AIM OF THE EXERCISE.
Please find every line in the items below that contains the word "basket" and copy each of those lines out. Case counts.

TASK INPUT.
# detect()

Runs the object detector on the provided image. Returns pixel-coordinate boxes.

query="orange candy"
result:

...

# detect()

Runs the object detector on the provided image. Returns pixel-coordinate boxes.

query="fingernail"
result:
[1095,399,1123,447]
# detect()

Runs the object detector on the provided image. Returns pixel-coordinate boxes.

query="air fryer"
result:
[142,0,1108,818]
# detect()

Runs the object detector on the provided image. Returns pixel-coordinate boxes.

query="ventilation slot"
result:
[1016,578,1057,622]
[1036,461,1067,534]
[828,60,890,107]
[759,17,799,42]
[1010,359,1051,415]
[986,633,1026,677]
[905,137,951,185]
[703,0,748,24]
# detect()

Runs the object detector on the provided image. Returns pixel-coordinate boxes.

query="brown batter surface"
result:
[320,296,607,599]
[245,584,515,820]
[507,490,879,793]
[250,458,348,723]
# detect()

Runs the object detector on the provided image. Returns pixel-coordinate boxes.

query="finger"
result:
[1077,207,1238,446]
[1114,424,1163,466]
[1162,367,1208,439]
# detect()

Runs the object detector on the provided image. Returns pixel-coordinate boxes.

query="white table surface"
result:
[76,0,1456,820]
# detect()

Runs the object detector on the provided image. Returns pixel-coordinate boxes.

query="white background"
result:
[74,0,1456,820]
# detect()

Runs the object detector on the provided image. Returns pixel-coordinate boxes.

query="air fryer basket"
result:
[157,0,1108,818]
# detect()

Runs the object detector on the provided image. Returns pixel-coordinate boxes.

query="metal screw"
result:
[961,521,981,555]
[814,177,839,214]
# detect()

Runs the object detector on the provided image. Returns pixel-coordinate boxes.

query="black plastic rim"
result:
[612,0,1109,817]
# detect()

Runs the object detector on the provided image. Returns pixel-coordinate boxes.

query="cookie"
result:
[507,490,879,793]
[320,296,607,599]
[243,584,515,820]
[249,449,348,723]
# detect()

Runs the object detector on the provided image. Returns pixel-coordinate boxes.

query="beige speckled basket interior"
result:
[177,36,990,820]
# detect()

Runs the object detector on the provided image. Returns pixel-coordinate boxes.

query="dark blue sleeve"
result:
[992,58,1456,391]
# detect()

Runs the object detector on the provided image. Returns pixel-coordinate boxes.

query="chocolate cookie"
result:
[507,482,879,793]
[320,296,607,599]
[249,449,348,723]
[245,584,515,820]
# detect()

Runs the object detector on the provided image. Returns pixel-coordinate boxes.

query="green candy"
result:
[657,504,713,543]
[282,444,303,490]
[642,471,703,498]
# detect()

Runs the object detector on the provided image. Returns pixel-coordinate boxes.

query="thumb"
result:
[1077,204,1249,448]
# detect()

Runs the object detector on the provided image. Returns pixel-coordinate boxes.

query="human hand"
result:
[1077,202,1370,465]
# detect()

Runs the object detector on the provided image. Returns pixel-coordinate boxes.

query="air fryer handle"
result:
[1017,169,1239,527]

TASK OUTPUT.
query="air fryer basket"
query="beige speckled basket interior"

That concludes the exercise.